* _RECORDS TO USE_
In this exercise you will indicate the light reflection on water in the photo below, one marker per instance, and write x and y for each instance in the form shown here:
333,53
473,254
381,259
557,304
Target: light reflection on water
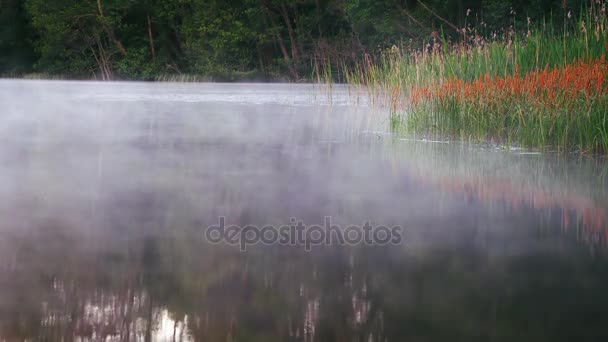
105,190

* _GIVEN EXERCISE_
Rewrite the listing with "light reflection on water" replaced by "glare on the water surface" wherever it occurs, keeping everything else the same. Omit the pictures.

* _SOLVED EXERCISE_
In this exercise you will indicate the glare on the water surface in the photo below, one marker per instance, and write x and y for each instance in the form shown here:
333,53
473,254
381,259
557,304
Target: glare on the water surface
105,190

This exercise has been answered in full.